Copy out the records below, from the line containing "I need to find the beige" through the last line, both included.

..............................

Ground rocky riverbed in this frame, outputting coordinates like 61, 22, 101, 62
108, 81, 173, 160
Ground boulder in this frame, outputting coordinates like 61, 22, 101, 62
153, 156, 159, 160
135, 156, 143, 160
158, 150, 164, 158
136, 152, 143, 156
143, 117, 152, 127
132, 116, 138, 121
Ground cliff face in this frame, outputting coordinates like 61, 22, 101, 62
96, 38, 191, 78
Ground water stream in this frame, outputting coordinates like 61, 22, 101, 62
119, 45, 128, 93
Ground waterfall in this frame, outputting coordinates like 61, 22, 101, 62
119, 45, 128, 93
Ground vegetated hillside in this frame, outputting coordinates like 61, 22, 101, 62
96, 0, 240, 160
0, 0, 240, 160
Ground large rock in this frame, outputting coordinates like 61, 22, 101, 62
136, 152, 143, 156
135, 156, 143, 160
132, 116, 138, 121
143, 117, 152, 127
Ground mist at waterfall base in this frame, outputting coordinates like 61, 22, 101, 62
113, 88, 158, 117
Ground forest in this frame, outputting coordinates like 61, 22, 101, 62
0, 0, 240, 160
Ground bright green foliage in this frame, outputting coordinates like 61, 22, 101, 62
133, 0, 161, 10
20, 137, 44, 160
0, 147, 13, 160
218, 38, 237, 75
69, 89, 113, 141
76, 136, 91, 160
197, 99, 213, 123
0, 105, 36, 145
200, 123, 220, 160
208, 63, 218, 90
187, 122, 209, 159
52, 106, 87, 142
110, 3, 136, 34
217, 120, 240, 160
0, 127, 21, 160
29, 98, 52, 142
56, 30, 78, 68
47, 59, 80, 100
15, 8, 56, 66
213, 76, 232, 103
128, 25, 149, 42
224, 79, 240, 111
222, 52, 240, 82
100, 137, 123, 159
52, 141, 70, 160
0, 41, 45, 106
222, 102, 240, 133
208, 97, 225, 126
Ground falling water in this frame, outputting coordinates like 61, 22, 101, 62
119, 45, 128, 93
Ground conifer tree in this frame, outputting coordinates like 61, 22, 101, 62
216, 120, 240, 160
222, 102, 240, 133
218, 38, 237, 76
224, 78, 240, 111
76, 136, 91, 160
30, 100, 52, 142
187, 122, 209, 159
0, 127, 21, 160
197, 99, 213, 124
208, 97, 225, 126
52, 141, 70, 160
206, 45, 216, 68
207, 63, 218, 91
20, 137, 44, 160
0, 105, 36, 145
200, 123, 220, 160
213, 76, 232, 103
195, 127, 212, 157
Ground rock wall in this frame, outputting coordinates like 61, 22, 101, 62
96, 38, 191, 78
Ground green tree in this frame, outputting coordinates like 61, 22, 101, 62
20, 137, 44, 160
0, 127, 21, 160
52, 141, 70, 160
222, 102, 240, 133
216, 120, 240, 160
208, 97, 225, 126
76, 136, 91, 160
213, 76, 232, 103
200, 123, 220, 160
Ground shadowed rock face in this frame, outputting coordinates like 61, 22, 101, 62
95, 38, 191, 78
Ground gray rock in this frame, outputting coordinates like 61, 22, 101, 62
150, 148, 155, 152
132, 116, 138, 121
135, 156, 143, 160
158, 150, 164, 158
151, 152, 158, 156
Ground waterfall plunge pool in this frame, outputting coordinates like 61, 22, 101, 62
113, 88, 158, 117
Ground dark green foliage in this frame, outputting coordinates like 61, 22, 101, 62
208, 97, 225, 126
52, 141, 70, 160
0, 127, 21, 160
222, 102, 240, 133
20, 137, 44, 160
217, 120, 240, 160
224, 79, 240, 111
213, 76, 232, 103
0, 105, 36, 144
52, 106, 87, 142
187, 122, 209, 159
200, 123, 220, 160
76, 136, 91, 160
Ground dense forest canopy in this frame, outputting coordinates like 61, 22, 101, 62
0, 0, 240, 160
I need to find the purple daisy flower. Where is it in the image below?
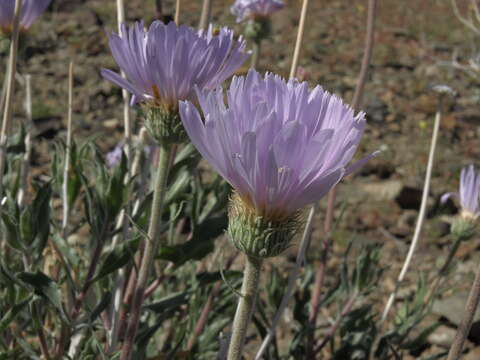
[180,70,376,220]
[231,0,285,22]
[441,165,480,219]
[102,21,249,109]
[0,0,51,31]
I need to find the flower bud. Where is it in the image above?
[227,194,301,258]
[450,213,476,240]
[244,16,271,42]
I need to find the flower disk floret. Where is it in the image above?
[231,0,285,22]
[102,21,249,143]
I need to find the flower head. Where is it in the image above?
[441,165,480,219]
[231,0,285,22]
[0,0,51,32]
[180,70,374,256]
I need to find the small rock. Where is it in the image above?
[428,325,457,348]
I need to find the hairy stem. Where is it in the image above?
[425,236,463,304]
[17,74,33,208]
[307,0,377,353]
[120,144,173,360]
[227,256,263,360]
[0,0,22,201]
[447,258,480,360]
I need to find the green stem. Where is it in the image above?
[250,40,262,69]
[227,256,263,360]
[120,144,174,360]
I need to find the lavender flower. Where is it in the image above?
[441,165,480,219]
[0,0,51,32]
[105,144,123,168]
[231,0,285,22]
[180,70,376,256]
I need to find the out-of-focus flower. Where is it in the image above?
[180,70,376,256]
[0,0,51,33]
[102,21,249,140]
[441,165,480,220]
[231,0,285,22]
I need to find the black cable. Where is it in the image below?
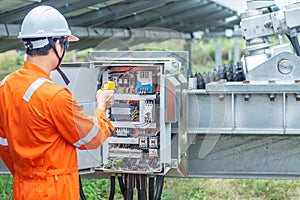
[109,174,116,200]
[135,174,147,200]
[125,174,134,200]
[154,175,164,200]
[148,176,154,200]
[79,175,86,200]
[118,174,125,198]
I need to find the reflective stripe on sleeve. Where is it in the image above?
[0,137,8,146]
[73,117,99,148]
[0,75,9,87]
[23,78,51,102]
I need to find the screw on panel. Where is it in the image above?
[244,94,250,101]
[269,94,275,101]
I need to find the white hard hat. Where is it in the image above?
[18,6,79,41]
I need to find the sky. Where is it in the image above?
[214,0,300,13]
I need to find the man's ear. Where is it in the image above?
[54,40,62,52]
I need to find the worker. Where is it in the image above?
[0,6,114,200]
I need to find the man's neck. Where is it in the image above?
[27,55,53,75]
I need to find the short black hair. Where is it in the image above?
[23,37,64,56]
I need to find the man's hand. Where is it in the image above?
[96,89,115,110]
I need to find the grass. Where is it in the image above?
[0,175,300,200]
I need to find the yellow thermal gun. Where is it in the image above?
[101,81,115,90]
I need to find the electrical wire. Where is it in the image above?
[118,174,125,198]
[135,174,147,200]
[109,174,116,200]
[125,174,134,200]
[154,175,164,200]
[148,176,155,200]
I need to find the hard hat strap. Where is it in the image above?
[48,38,70,85]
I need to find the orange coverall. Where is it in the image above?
[0,61,113,200]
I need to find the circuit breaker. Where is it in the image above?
[51,52,188,174]
[89,52,186,174]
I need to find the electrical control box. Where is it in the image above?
[89,52,186,174]
[51,52,187,174]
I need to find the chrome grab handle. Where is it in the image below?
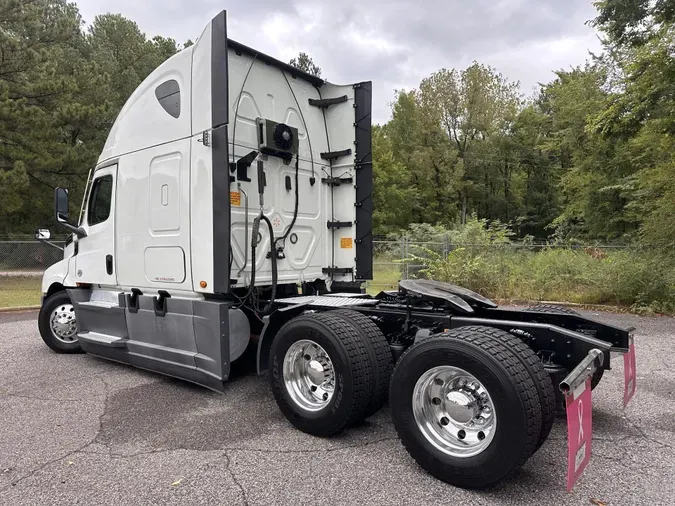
[558,348,605,394]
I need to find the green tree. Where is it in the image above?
[591,0,675,46]
[419,62,519,223]
[372,125,419,234]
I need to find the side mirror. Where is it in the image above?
[54,188,69,223]
[54,188,87,237]
[35,228,52,241]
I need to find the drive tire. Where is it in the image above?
[328,309,394,418]
[389,331,541,489]
[269,313,373,437]
[457,326,556,452]
[38,291,83,354]
[527,304,605,390]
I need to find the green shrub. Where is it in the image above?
[390,219,675,313]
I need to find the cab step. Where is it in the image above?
[77,332,128,348]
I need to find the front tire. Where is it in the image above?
[389,331,541,488]
[38,291,82,353]
[269,313,373,436]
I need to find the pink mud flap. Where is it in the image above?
[565,377,593,492]
[623,336,637,408]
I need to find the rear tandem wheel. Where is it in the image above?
[389,329,542,488]
[269,313,373,436]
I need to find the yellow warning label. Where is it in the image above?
[230,192,241,206]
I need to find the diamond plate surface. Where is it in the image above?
[276,295,377,307]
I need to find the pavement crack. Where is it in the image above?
[223,437,398,454]
[223,450,249,506]
[0,391,87,402]
[0,376,115,492]
[0,443,91,492]
[624,415,673,450]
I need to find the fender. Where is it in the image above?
[42,258,75,302]
[256,304,306,376]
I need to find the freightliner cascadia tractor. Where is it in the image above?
[37,8,633,488]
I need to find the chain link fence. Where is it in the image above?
[0,236,640,308]
[367,237,630,293]
[0,236,64,308]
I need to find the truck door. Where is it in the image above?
[75,165,117,286]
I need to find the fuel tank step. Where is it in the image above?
[77,332,128,348]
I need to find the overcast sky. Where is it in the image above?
[77,0,600,123]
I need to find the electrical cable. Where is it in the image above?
[274,70,314,251]
[274,153,300,246]
[246,214,278,315]
[232,53,258,163]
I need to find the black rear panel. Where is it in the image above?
[354,81,373,280]
[211,11,230,293]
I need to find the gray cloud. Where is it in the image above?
[79,0,599,122]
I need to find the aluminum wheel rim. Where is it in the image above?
[412,365,497,458]
[283,339,335,411]
[49,304,77,344]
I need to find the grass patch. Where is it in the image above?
[402,245,675,313]
[0,276,42,308]
[366,258,403,295]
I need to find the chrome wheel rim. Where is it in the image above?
[283,339,335,411]
[49,304,77,344]
[412,365,497,458]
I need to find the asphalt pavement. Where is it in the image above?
[0,313,675,506]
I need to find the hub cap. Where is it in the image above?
[283,339,335,411]
[49,304,77,344]
[412,366,497,458]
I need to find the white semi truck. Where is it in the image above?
[38,8,632,487]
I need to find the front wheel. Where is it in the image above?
[38,291,82,353]
[389,331,541,488]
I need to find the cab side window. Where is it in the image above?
[87,175,113,226]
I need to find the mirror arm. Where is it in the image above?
[56,215,87,239]
[42,239,65,251]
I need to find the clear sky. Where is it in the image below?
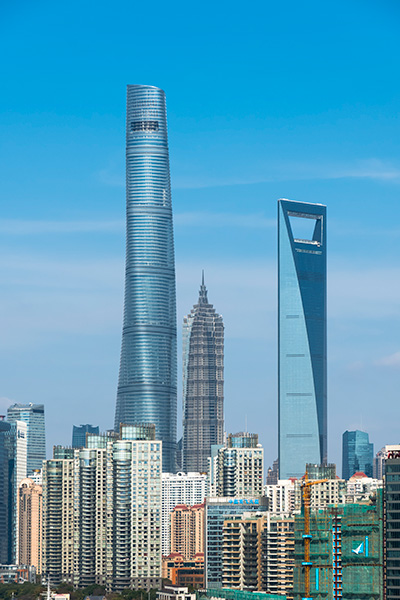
[0,0,400,471]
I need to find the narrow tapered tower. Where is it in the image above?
[278,199,327,479]
[182,272,224,472]
[115,85,177,472]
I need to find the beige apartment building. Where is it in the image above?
[171,504,205,560]
[18,478,43,575]
[43,425,162,591]
[222,513,294,598]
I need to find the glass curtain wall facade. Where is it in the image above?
[278,200,327,479]
[7,402,46,475]
[342,430,374,479]
[115,85,177,472]
[72,423,99,448]
[182,272,224,473]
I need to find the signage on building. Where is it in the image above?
[229,498,260,504]
[388,450,400,458]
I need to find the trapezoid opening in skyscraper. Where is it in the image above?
[278,199,327,479]
[115,85,177,472]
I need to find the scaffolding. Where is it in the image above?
[294,490,383,600]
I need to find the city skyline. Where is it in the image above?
[0,0,400,465]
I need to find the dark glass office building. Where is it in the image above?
[115,85,177,472]
[182,273,224,473]
[72,423,99,448]
[342,430,374,479]
[278,200,327,479]
[7,402,46,476]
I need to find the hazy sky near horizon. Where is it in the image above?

..............................

### [FULL SOLUTION]
I need to find the beige apartment building. Where is it in the image above?
[171,504,205,560]
[18,478,43,575]
[43,425,162,591]
[222,513,294,598]
I need to find the glass curtain wall facade. Where is it in the image above?
[278,200,327,479]
[7,402,46,475]
[342,430,374,479]
[115,85,177,472]
[72,423,99,448]
[182,272,224,473]
I need to find the signage on building. Where is it in the image above?
[229,498,260,504]
[388,450,400,458]
I need to find the trapezoid opening in skyscraper. Where is it in the image above?
[278,199,327,479]
[115,85,177,472]
I need to find the scaffolding. Where is it in the image above?
[294,490,383,600]
I need to find the city skyline. Where is it in the image above?
[0,0,400,465]
I need to find the dark glass office building. Where is it in the image above?
[115,85,177,472]
[182,273,224,473]
[72,423,99,448]
[342,430,374,479]
[278,200,327,479]
[7,402,46,476]
I need to find the hazy sky near horizon. Where is it in the image above?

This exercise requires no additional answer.